*Written request*.
Rewrite all of the records below as a single numbered list, omitting blank lines and leaving the pictures out of your answer.

*The input*.
--------------------

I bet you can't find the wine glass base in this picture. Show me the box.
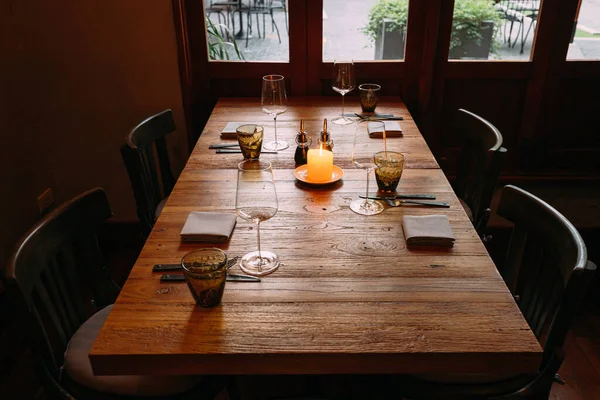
[263,140,290,151]
[350,199,384,215]
[240,251,279,276]
[331,116,354,125]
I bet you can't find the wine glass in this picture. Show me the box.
[350,121,385,215]
[235,159,279,276]
[331,61,356,125]
[260,75,289,151]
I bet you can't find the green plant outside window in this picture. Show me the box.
[362,0,502,57]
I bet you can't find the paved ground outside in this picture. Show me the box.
[204,0,600,62]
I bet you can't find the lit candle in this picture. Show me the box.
[307,148,333,182]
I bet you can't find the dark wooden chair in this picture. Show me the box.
[453,109,506,236]
[6,188,220,400]
[386,186,596,400]
[121,110,175,236]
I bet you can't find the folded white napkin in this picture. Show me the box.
[221,122,250,139]
[180,211,236,242]
[402,215,455,247]
[367,121,402,138]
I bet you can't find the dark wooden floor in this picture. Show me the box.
[0,226,600,400]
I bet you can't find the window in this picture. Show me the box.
[448,0,541,61]
[323,0,408,62]
[203,0,290,62]
[567,0,600,60]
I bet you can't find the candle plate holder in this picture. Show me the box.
[294,164,344,185]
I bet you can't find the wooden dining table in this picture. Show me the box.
[89,97,542,375]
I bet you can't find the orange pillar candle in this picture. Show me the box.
[307,148,333,182]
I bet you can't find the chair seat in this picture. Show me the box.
[458,197,473,222]
[63,305,203,397]
[154,196,169,221]
[379,374,535,400]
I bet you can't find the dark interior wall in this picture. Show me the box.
[0,0,187,268]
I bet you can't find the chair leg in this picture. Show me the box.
[271,10,281,44]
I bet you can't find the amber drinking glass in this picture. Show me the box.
[375,151,404,192]
[181,248,227,307]
[236,124,264,160]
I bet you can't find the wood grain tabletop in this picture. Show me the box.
[90,98,541,375]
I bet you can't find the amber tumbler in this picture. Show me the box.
[181,248,227,307]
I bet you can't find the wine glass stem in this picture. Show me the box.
[365,168,371,208]
[256,219,262,272]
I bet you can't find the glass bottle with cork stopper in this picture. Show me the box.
[294,119,312,166]
[318,118,333,153]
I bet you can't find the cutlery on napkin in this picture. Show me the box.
[180,211,236,243]
[367,121,402,138]
[402,215,455,247]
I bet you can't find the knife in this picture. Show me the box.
[385,199,450,208]
[359,194,435,200]
[344,113,394,118]
[354,113,404,121]
[152,256,240,272]
[217,149,277,154]
[160,274,260,282]
[208,143,240,149]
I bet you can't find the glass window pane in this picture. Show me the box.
[448,0,541,61]
[323,0,408,61]
[567,0,600,60]
[203,0,290,61]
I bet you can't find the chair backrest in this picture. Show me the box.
[121,110,175,235]
[454,109,506,234]
[6,188,116,379]
[497,185,596,363]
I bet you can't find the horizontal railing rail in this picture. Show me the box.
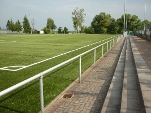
[0,35,123,113]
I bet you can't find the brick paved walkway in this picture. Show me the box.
[132,37,151,70]
[45,39,124,113]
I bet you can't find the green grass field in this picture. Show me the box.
[0,34,115,113]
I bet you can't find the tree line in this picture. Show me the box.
[72,8,151,34]
[3,8,151,34]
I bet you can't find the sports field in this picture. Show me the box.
[0,34,115,113]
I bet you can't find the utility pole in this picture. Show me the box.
[123,0,126,37]
[31,19,35,34]
[144,0,146,31]
[144,0,146,39]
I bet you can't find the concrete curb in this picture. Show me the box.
[130,38,151,113]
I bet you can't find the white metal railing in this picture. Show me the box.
[0,35,123,113]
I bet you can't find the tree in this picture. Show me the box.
[58,27,63,34]
[108,18,119,34]
[23,15,31,33]
[43,27,50,34]
[6,20,11,30]
[47,18,56,32]
[15,20,22,32]
[6,19,15,31]
[91,12,111,34]
[85,26,95,34]
[72,8,86,33]
[117,14,141,33]
[63,27,69,34]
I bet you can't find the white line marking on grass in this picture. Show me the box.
[0,37,112,71]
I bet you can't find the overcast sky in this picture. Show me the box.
[0,0,151,30]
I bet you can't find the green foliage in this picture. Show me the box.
[43,27,50,34]
[85,26,95,34]
[117,14,141,33]
[63,27,69,34]
[23,15,31,33]
[47,18,56,32]
[91,12,111,34]
[58,27,63,34]
[72,8,86,33]
[15,20,22,32]
[108,18,119,34]
[6,19,22,32]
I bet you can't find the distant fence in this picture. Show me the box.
[0,29,23,34]
[0,35,123,113]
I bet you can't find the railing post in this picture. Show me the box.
[79,55,82,83]
[110,40,111,49]
[40,75,44,113]
[102,44,104,57]
[106,41,108,52]
[94,49,96,63]
[113,38,115,45]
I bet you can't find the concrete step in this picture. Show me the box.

--------------------

*Solved exercise*.
1. I bet you can't find the wine glass base in this picture. Show me the box.
2. [263,140,290,151]
3. [350,199,384,215]
4. [240,251,279,276]
5. [331,116,354,125]
6. I bet you can't find the wine glass in this picture. Show me the box.
7. [350,121,385,215]
8. [235,159,279,276]
9. [331,61,356,125]
10. [260,75,289,151]
11. I bet you can't find the green plant outside window in this picture. Show me the box.
12. [362,0,502,57]
13. I bet you can't find the paved ground outside in this picture. Show me the box.
14. [204,0,600,62]
15. I bet you can't find the lit candle in this picture. Show me the box.
16. [307,148,333,182]
17. I bet you can't find the dark wooden chair in this picture. Show me the box.
18. [453,109,506,236]
19. [6,188,220,400]
20. [386,186,596,400]
21. [121,110,175,236]
22. I bet you can't find the folded white napkin in this picture. Show me the box.
23. [221,122,250,139]
24. [180,211,236,242]
25. [402,215,455,247]
26. [367,121,402,138]
27. I bet you can't find the dark wooden floor in this picture. Show me the box.
28. [0,226,600,400]
29. I bet you can't find the window in this picture. Show me the box.
30. [448,0,541,61]
31. [323,0,408,62]
32. [203,0,290,62]
33. [567,0,600,60]
34. I bet you can't find the candle plate holder in this picture. Show me the box.
35. [294,164,344,185]
36. I bet you can't find the wooden dining table in this picture. Show me the box.
37. [89,97,542,375]
38. I bet you can't find the orange pillar candle in this picture. Show me the box.
39. [307,148,333,182]
40. I bet you can't find the chair seat in this picture. Show me the box.
41. [458,197,473,222]
42. [63,305,203,397]
43. [154,196,169,221]
44. [379,374,535,400]
45. I bet you can't find the dark interior wall in this picture. Show me the box.
46. [0,0,187,268]
47. I bet you can't find the chair leg in this picture. Show me the box.
48. [271,10,281,44]
49. I bet you can't find the amber drinking glass in this picture. Show me the box.
50. [375,151,404,192]
51. [181,248,227,307]
52. [236,124,264,160]
53. I bet you can't find the wood grain tabletop in this picture. Show me the box.
54. [90,98,541,375]
55. I bet you can't find the amber tumbler in this picture. Show me the box.
56. [181,248,227,307]
57. I bet you can't find the wine glass stem in this picture. Show me the box.
58. [365,168,371,208]
59. [256,219,262,272]
60. I bet you can't find the glass bottle with cork stopper in this picture. Show me the box.
61. [294,119,312,166]
62. [318,118,333,153]
63. I bet you can't find the cutlery on napkin in this picture. Show me the box.
64. [180,211,236,243]
65. [367,121,402,138]
66. [402,215,455,247]
67. I bet you can't find the knife in this picture. Show me the box.
68. [385,199,450,208]
69. [359,194,435,200]
70. [344,113,394,118]
71. [354,113,404,121]
72. [152,256,240,272]
73. [217,149,277,154]
74. [160,274,260,282]
75. [208,143,240,149]
76. I bet you can't find the glass window pane in this picture. Show me the box.
77. [448,0,541,61]
78. [323,0,408,61]
79. [567,0,600,60]
80. [203,0,290,61]
81. I bet you can't find the chair backrest in this picture. Show me the box.
82. [121,110,175,235]
83. [454,109,506,234]
84. [6,188,116,379]
85. [497,185,596,363]
86. I bet you can't find the horizontal railing rail in this picture. Show me the box.
87. [0,35,123,113]
88. I bet you can't find the brick paved walkway in this picture. Show me the box.
89. [132,37,151,70]
90. [45,39,124,113]
91. I bet you can't find the green grass field in this picture. Show me the box.
92. [0,34,115,113]
93. I bet you can't find the tree line in this picture. Show me the box.
94. [72,8,151,34]
95. [3,8,151,34]
96. I bet you can't find the sports field in this picture. Show me the box.
97. [0,34,115,113]
98. I bet you can't find the utility pole in this picture. Show me the box.
99. [123,0,126,37]
100. [31,19,35,34]
101. [144,0,146,31]
102. [144,0,146,39]
103. I bet you can't find the concrete curb in this picture. Show me the box.
104. [130,38,151,113]
105. I bet you can't find the white metal railing in this picture. Show me the box.
106. [0,35,123,113]
107. I bet you can't find the tree in this picture. Show me the box.
108. [58,27,63,34]
109. [108,18,119,34]
110. [23,15,31,33]
111. [43,27,50,34]
112. [6,20,11,30]
113. [47,18,56,32]
114. [15,20,22,32]
115. [6,19,15,31]
116. [91,12,111,34]
117. [85,26,95,34]
118. [72,8,86,33]
119. [117,14,141,33]
120. [63,27,69,34]
121. I bet you can't find the white line marking on grass in this picture. Show me the box.
122. [0,37,112,71]
123. I bet you can't find the overcast sky in this picture. Show me the box.
124. [0,0,151,30]
125. I bet you can't find the green foliage in this picture. Show me the box.
126. [43,27,50,34]
127. [85,26,95,34]
128. [117,14,141,33]
129. [63,27,69,34]
130. [23,15,31,33]
131. [47,18,56,32]
132. [91,12,111,34]
133. [58,27,63,34]
134. [72,8,86,33]
135. [15,20,22,32]
136. [108,18,119,34]
137. [6,19,22,32]
138. I bet you can't find the distant fence in this picture. Show me the box.
139. [0,29,23,34]
140. [0,35,123,113]
141. I bet you can't find the railing post in this picture. Show me the box.
142. [79,55,82,83]
143. [110,40,111,49]
144. [40,75,44,113]
145. [102,44,104,57]
146. [106,41,108,52]
147. [94,49,96,63]
148. [113,38,115,45]
149. I bet you can't find the concrete step in this picture. Show me the box.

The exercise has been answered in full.